-- Задания --
A - Изложите отрывок о Самаре в двух предложениях.
B - Перенесите в нумерованный список строки записей от строки с «Mark each instance of the glass panel» до строки с «Target: faceted dome top» включительно, пропустив пустые строки.

--- Отрывок ---

(НГ). Когда я приехала в Самару, осенний город был красив запущенной русской красотой – наверное, таким он и остался по сей день. Красивым и запущенным. Улицы, параллельные Волге, спускаются здесь к реке, как ступени-уступы. Заброшенные дворы с полуразрушенными кирпичными сараями, с косо-криво сбитыми из горбыля заборами, с вросшими в землю чугунными и гранитными тумбами у подворотен – для защиты стен от давно канувших в прошлое залихватских ломовиков. И антикварные лавочки, где, как всегда в провинции, можно до смешного задешево найти чуть надбитую кузнецовскую чашку или печатку с вензелем дамы, давно отошедшей в лучший мир.

Самарский модерн – неброский и чуточку домашний.

Фото автора

На самарской набережной, тут и там испакощенной архитектурными шедеврами соцреализма, еще встречаются особняки в стиле модерн, дремлющие в воспоминаниях «старики». Когда-то в них задавали балы и рауты, огромные зеркала отражали электрический свет и отблеск бриллиантов в пепельных волосах купчих новой формации – затянутых в рюмочку, в парижских платьях с турнюрами, писавших стихи и позировавших Серову и Коровину. А потом особняки превратили в советские «присутствия», с широких лестниц убрали ковровые дорожки, истерли мрамор тяжелыми сапогами. Что делать – веяния времени.

Кстати, о модерне. У каждого города свой модерн. Неброский, какой-то чуточку «домашний» самарский совсем на похож на многоэтажный и помпезный московский – с гигантскими майоликовыми панно «Метрополя» и «Националя». Или пражский – с изнеженными изгибами чугунных листьев и множеством скругленных линий. Или твердо-линейный рижский – со злыми на вид сфинксами у подъездов и кариатидами с жесткими лицами древних балток.

Невысокие, провинциально-томные самарские особняки с большими окнами… как больно видеть их запущенность.

Самара живет, растет. На окраинах города что-то старательно строят, возводят, коробку за коробкой, «спальные районы» и тут же обклеивают их пестрыми бумажками реклам – наглядной агитацией нового времени. Машет приезжающим бизнесменам всех стран и народов российскими и корпоративными флагами пару лет как открытый пятизвездочный отель. А в прекрасных, но осыпающихся прямо на глазах зданиях центра и исторической набережной заколачивают фанерой окна и безжалостно выламывают куски из неповторимых в своей вдохновенной затейливости каслинских решеток.

--- Исходные данные ---

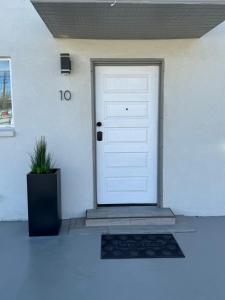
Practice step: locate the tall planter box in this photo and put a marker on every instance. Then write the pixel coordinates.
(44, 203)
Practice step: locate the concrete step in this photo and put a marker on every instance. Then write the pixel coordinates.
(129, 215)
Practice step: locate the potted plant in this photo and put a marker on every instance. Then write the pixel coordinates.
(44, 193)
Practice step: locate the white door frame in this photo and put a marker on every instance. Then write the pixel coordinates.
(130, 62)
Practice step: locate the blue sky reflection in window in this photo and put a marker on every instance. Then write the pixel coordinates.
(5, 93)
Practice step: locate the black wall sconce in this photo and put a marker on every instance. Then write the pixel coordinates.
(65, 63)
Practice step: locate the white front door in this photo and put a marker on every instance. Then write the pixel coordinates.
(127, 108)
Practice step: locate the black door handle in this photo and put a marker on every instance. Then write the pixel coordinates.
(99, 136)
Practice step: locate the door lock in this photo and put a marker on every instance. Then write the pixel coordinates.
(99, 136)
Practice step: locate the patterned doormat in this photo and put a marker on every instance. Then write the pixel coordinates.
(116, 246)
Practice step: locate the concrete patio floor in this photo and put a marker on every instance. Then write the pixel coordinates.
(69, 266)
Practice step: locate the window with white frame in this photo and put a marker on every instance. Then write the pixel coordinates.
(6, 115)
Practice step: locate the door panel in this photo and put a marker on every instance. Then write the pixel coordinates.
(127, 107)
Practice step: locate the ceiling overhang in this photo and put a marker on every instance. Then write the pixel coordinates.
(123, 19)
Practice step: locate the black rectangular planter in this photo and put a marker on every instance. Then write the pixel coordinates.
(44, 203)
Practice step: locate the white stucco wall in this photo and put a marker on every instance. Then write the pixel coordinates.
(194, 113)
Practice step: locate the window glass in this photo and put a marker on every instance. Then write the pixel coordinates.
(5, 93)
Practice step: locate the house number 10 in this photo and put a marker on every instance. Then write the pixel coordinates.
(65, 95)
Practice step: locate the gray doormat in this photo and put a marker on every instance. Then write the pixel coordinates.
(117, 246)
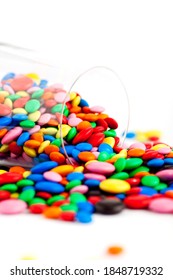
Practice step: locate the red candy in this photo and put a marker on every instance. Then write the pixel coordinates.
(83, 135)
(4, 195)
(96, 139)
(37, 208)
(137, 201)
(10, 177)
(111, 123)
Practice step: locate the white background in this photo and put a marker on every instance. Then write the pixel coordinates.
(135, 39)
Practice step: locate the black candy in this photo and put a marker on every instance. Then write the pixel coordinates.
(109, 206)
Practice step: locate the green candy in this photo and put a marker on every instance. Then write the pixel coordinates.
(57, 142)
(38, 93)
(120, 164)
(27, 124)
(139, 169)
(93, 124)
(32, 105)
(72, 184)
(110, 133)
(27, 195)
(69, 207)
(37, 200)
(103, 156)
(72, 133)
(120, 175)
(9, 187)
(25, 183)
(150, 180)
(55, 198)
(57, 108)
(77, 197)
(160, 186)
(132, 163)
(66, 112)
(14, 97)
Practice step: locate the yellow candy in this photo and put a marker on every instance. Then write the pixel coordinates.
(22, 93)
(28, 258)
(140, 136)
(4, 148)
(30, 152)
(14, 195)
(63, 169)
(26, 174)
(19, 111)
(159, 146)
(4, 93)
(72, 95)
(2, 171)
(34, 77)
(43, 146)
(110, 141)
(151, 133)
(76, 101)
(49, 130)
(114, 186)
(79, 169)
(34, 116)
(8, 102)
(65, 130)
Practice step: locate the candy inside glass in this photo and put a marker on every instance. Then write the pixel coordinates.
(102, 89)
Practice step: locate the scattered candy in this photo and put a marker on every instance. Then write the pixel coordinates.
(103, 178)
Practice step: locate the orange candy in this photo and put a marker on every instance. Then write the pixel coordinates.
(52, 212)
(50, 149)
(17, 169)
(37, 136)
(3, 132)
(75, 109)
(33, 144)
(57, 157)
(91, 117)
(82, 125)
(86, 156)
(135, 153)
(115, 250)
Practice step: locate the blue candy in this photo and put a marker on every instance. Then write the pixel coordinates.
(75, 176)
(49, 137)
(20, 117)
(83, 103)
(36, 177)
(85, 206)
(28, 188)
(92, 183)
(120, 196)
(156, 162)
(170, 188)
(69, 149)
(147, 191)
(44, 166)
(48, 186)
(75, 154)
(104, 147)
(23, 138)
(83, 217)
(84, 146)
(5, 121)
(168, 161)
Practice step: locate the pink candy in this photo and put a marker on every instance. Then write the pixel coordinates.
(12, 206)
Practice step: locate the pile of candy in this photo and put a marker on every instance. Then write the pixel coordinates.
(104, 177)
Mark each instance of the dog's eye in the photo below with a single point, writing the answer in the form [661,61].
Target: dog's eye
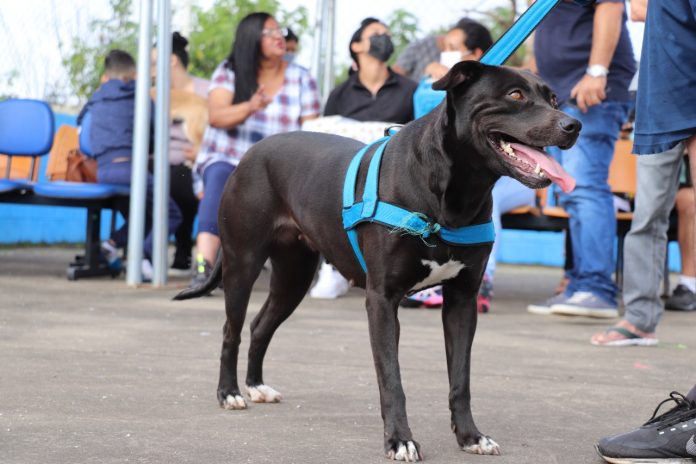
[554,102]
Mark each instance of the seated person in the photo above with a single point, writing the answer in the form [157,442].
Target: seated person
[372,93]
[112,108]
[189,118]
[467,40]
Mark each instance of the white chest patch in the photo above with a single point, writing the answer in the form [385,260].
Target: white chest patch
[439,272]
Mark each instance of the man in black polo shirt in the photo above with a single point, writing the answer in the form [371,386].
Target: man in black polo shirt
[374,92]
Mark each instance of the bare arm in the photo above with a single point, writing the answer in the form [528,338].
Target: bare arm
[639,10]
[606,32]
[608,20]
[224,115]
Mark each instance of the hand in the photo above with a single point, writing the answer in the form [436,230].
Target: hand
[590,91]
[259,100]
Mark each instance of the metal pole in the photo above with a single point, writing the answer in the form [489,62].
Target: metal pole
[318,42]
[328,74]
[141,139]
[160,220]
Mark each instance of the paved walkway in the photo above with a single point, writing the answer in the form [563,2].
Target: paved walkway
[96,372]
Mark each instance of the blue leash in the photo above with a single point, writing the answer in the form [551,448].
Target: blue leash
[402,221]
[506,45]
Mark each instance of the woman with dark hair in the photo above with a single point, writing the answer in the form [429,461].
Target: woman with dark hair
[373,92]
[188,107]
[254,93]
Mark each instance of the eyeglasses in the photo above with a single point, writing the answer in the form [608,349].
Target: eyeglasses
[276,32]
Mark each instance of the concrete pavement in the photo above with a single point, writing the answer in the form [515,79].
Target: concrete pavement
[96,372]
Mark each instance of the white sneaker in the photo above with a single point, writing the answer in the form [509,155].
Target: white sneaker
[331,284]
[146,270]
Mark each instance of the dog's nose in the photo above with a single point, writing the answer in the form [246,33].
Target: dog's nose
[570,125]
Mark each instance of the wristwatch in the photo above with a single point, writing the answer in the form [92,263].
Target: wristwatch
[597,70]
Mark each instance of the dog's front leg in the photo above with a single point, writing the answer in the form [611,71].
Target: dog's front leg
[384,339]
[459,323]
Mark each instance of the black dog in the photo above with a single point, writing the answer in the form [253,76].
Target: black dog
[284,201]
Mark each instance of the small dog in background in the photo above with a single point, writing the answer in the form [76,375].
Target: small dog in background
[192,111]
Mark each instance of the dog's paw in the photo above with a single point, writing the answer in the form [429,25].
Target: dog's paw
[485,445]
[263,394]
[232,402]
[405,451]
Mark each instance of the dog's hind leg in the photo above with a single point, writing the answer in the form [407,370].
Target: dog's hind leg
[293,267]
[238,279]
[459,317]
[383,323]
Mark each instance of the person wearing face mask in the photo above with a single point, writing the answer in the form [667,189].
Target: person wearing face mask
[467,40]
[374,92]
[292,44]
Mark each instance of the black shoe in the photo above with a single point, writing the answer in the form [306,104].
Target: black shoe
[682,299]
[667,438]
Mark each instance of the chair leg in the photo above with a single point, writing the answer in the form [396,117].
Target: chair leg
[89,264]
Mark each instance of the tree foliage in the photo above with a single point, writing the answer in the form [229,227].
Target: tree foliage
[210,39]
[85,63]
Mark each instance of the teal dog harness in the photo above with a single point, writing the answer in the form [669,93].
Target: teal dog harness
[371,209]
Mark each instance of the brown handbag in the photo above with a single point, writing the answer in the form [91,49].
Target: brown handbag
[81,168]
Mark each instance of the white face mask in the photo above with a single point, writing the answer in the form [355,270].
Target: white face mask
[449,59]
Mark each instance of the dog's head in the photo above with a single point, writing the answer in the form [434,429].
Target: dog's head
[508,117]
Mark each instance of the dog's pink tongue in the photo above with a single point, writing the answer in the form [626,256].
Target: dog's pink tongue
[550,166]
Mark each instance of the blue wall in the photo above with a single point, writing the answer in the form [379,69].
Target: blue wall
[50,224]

---
--- Исходные данные ---

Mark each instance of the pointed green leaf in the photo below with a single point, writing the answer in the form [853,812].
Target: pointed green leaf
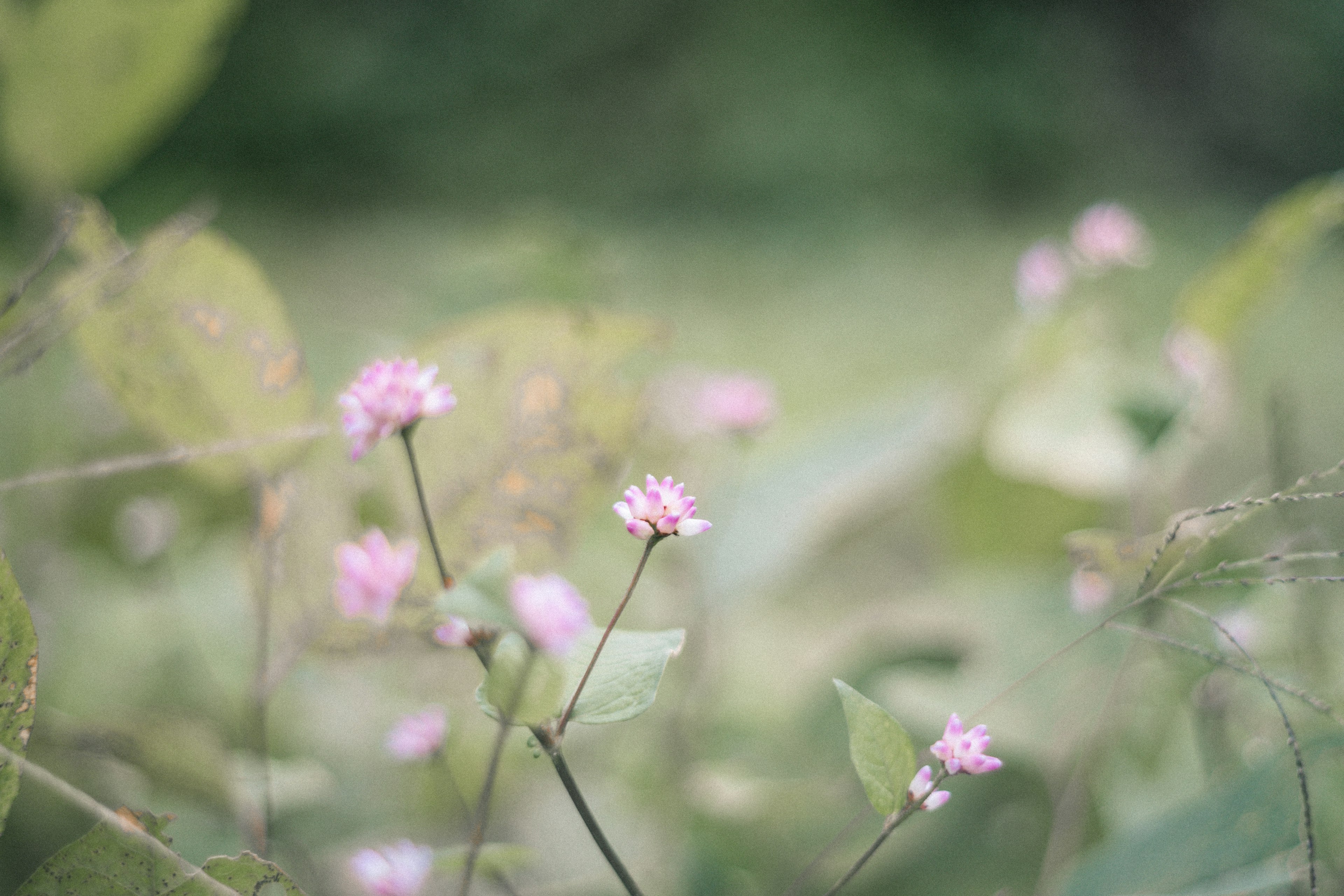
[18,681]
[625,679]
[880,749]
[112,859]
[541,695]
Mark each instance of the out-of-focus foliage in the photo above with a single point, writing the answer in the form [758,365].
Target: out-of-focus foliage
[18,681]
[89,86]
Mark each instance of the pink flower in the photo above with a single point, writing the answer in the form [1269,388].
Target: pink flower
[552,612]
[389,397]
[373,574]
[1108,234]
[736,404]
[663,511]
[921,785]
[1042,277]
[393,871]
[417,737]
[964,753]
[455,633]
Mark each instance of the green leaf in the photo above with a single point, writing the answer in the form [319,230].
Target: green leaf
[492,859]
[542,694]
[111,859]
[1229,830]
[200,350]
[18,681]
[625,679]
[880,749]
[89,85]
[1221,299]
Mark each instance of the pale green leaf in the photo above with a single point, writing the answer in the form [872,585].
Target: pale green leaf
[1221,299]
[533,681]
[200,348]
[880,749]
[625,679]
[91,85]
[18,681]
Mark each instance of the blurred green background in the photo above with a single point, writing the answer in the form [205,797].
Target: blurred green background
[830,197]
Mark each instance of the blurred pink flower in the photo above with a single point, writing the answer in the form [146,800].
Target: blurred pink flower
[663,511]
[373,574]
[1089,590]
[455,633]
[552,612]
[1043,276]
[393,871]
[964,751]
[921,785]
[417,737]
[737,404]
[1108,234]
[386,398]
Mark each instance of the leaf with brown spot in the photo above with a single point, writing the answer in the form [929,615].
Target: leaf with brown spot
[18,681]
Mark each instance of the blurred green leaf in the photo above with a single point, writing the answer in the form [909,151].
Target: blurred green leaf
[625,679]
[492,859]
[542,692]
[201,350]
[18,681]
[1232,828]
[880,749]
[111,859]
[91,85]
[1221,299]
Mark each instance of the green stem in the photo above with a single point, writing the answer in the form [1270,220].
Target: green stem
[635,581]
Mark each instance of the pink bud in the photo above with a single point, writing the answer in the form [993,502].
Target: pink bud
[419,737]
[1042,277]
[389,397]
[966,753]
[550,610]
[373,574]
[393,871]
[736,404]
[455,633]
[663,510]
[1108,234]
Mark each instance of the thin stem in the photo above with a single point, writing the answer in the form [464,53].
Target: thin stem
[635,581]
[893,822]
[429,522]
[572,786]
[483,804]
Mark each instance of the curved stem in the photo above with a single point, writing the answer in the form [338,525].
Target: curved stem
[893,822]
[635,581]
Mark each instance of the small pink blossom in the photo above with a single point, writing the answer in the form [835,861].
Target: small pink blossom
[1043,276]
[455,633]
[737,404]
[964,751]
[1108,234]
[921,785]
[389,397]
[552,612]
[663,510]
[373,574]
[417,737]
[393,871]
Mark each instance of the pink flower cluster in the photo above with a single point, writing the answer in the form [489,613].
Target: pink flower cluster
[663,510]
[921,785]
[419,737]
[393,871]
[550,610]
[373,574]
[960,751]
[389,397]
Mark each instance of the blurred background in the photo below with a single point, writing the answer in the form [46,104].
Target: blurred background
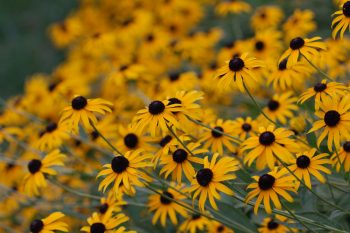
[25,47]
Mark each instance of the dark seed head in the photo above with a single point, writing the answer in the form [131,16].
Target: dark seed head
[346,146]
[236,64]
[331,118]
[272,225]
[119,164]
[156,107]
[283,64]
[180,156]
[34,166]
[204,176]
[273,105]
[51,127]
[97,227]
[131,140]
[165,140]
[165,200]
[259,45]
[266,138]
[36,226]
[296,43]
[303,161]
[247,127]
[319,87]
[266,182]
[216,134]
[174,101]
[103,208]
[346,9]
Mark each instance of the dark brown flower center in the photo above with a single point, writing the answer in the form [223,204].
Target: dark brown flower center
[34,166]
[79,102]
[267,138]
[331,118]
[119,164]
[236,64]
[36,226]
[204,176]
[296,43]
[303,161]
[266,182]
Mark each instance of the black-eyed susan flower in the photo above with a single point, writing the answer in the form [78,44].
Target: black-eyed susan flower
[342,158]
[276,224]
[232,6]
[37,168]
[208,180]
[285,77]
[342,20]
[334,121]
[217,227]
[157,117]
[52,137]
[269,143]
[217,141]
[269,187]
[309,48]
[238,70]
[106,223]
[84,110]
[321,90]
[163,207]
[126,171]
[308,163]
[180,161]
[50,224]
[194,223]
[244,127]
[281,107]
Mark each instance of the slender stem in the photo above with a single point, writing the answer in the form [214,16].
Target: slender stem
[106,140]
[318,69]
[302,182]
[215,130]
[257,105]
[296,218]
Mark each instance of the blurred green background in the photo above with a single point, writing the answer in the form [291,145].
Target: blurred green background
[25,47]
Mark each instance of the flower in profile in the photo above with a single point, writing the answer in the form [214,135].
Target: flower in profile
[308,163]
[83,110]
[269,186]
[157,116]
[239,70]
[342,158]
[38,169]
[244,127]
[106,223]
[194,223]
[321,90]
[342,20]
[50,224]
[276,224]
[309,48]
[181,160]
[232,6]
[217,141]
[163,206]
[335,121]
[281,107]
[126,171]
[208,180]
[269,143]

---
--- Исходные данные ---

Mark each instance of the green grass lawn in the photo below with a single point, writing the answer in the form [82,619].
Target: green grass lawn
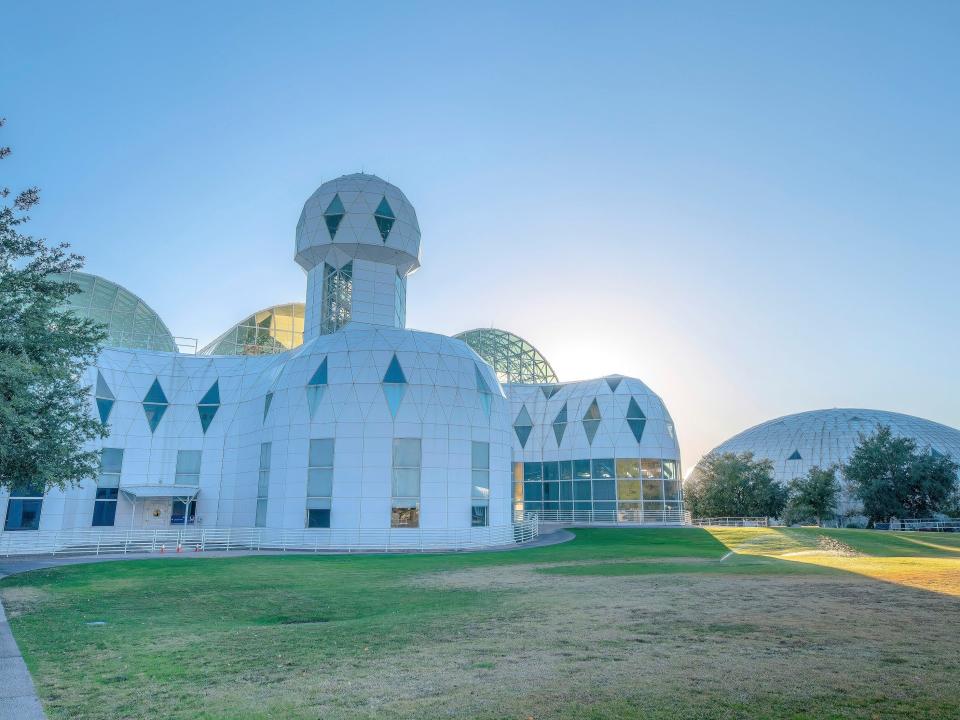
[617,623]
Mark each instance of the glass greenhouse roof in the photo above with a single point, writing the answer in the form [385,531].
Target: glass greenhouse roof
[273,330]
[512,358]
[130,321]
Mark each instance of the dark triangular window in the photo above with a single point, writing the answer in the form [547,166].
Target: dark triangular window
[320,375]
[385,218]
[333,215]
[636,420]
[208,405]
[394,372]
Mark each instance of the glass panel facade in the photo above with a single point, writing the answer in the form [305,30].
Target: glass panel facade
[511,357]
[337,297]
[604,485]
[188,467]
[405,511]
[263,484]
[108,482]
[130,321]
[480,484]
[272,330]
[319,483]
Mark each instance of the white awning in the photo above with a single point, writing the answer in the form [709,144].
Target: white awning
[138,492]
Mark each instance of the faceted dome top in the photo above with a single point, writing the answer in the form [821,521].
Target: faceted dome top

---

-- Ответы к заданиям --
A - Самара остается красивым, но запущенным городом, где на набережной еще встречаются неброские, «домашние» особняки в стиле модерн, когда-то превращенные в советские учреждения. Город растет, на окраинах строят спальные районы, а здания исторического центра и набережной осыпаются, их окна заколачивают фанерой.

B -
1. Mark each instance of the glass panel facade in the photo above with a single point, writing the answer in the form [305,30].
2. Target: glass panel facade
3. [511,357]
4. [337,297]
5. [604,485]
6. [188,467]
7. [405,511]
8. [263,484]
9. [108,482]
10. [130,321]
11. [480,484]
12. [272,330]
13. [319,483]
14. Mark each instance of the white awning in the photo above with a single point, writing the answer in the form [709,144].
15. Target: white awning
16. [138,492]
17. Mark each instance of the faceted dome top in the photo above with a single point, writing the answer in the form [821,521].
18. Target: faceted dome top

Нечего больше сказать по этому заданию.